**Bereitgestellte Daten:**
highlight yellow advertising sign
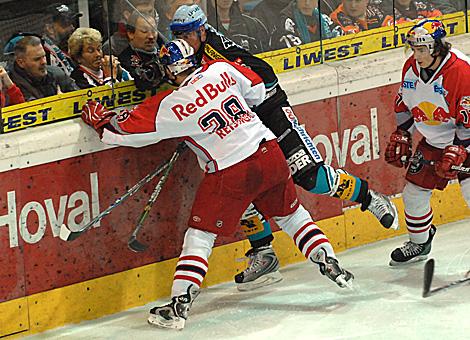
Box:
[259,12,466,73]
[1,81,168,133]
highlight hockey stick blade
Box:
[423,259,470,298]
[127,143,186,253]
[127,236,148,253]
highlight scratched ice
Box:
[26,219,470,340]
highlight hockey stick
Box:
[423,259,470,298]
[409,157,470,174]
[127,144,185,253]
[59,143,187,241]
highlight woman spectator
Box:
[0,66,25,108]
[271,0,342,49]
[68,27,132,89]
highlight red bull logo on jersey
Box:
[171,72,237,121]
[411,102,450,125]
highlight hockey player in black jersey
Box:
[170,5,398,290]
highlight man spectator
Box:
[42,4,82,75]
[103,0,158,56]
[0,66,25,108]
[207,0,269,53]
[158,0,200,39]
[382,0,442,24]
[118,11,163,90]
[271,0,343,49]
[9,36,78,101]
[69,27,132,89]
[330,0,393,34]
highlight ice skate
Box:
[311,248,354,288]
[361,190,399,230]
[235,246,282,291]
[147,285,199,329]
[390,225,436,266]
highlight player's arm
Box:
[230,63,266,108]
[385,61,415,168]
[82,91,180,147]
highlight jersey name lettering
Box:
[171,72,237,121]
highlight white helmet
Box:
[160,39,197,76]
[406,19,447,54]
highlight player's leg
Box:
[390,139,448,266]
[254,139,353,287]
[148,228,217,329]
[235,203,282,291]
[261,102,398,228]
[390,183,436,266]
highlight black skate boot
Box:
[235,246,282,291]
[311,248,354,288]
[147,285,199,329]
[361,190,399,230]
[390,225,436,266]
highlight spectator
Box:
[158,0,196,40]
[0,66,25,108]
[103,0,158,55]
[207,0,269,53]
[250,0,292,35]
[42,4,82,75]
[118,12,163,90]
[383,0,442,24]
[69,27,131,89]
[271,0,343,48]
[330,0,393,34]
[9,36,78,101]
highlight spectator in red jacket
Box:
[0,66,25,108]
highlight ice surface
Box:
[29,219,470,340]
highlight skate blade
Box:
[389,255,428,268]
[237,270,282,292]
[147,315,186,330]
[336,275,354,290]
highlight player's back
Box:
[156,61,275,172]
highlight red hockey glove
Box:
[82,101,116,132]
[385,129,412,168]
[434,145,467,179]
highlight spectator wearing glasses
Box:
[42,4,82,75]
[118,11,163,90]
[69,27,132,89]
[8,36,78,101]
[207,0,269,53]
[103,0,158,56]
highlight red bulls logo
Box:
[411,102,449,125]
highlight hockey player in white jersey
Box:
[82,40,353,329]
[385,19,470,266]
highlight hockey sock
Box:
[274,205,336,259]
[171,228,217,296]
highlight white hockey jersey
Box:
[395,49,470,149]
[102,60,275,172]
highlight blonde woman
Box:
[68,27,132,89]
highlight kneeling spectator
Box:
[8,36,78,101]
[271,0,342,49]
[118,12,163,90]
[0,66,25,108]
[69,27,132,89]
[330,0,393,34]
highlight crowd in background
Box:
[0,0,465,107]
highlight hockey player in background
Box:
[170,5,398,290]
[82,40,353,329]
[385,19,470,265]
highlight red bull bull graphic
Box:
[411,102,450,125]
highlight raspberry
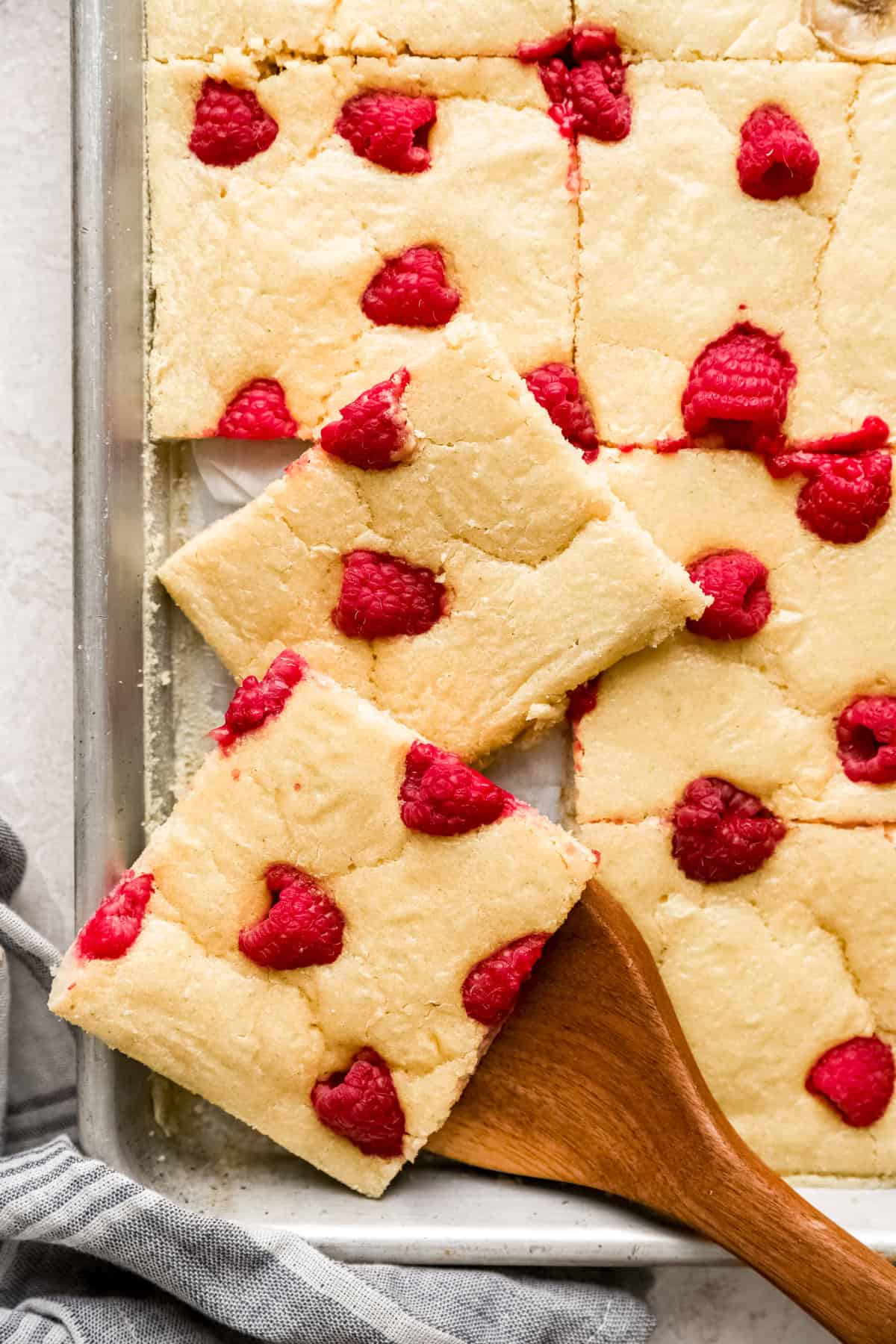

**Zu erledigen:**
Gib sämtliche Daten oben Zeile für Zeile unverändert aus. Lass dabei die Bilder weg.

**Ergebnis der Übung:**
highlight yellow advertising sign
Box:
[259,12,466,73]
[1,81,168,133]
highlight hockey stick blade
Box:
[423,259,470,298]
[127,143,186,253]
[127,236,148,253]
highlight scratched ice
Box:
[26,219,470,340]
highlight hockey stick
Box:
[423,259,470,298]
[409,157,470,174]
[127,144,185,253]
[59,143,187,241]
highlight woman spectator
Box:
[0,66,25,108]
[271,0,342,49]
[68,27,132,89]
highlight red bull logo on jersey
Box:
[171,72,237,121]
[411,102,450,125]
highlight hockey player in black jersey
Box:
[170,5,398,290]
highlight man spectator
Box:
[42,4,82,75]
[103,0,158,56]
[0,66,25,108]
[207,0,269,53]
[158,0,200,39]
[382,0,442,24]
[118,11,163,90]
[271,0,343,49]
[9,36,78,101]
[69,27,132,89]
[330,0,393,34]
highlight ice skate
Box:
[311,248,354,288]
[361,190,399,230]
[235,246,282,291]
[147,285,199,329]
[390,225,436,266]
highlight player's arm
Box:
[230,63,266,108]
[385,61,415,168]
[82,91,180,147]
highlight jersey name lettering
Box:
[171,72,237,121]
highlight white helmet
Box:
[160,39,197,76]
[406,19,447,54]
highlight player's leg
Box:
[390,139,448,266]
[254,139,353,287]
[148,228,217,329]
[235,203,282,291]
[261,102,398,228]
[390,183,436,266]
highlight black skate boot
Box:
[235,246,282,291]
[311,248,354,288]
[147,285,199,329]
[361,190,399,230]
[390,225,436,266]
highlight spectator
Box:
[158,0,196,40]
[0,66,25,108]
[103,0,158,55]
[207,0,269,53]
[250,0,292,35]
[42,4,82,75]
[118,12,163,90]
[383,0,442,24]
[69,27,131,89]
[271,0,343,48]
[330,0,393,34]
[9,36,78,101]
highlight spectator in red jacket
Box:
[0,66,25,108]
highlight ice surface
Box:
[29,219,470,340]
highlight skate blade
Box:
[389,255,428,268]
[237,270,282,292]
[147,315,186,330]
[336,275,354,290]
highlight player's back
Box:
[156,61,275,172]
highlight red hockey glove
Box:
[82,101,116,132]
[385,129,412,168]
[434,145,467,179]
highlight spectator wearing glasses
Box:
[42,4,82,75]
[118,11,163,90]
[69,27,132,89]
[8,36,78,101]
[207,0,269,53]
[103,0,158,56]
highlight red bulls logo
Box:
[411,102,449,125]
highlight hockey player in white jersey
Box:
[82,40,353,329]
[385,19,470,266]
highlight hockey sock
Box:
[274,205,336,259]
[171,228,217,296]
highlight white hockey jersey
Box:
[395,49,470,149]
[102,60,275,172]
highlight blonde woman
Box:
[68,27,132,89]
highlight kneeling spectator
Box:
[8,36,78,101]
[271,0,342,49]
[118,12,163,90]
[0,66,25,108]
[69,27,132,89]
[330,0,393,34]
highlight crowd in background
Box:
[0,0,465,107]
highlight hockey player in background
Box:
[170,5,398,290]
[82,40,353,329]
[385,19,470,265]
highlight red bull bull graphic
Box:
[411,102,450,125]
highlight raspberry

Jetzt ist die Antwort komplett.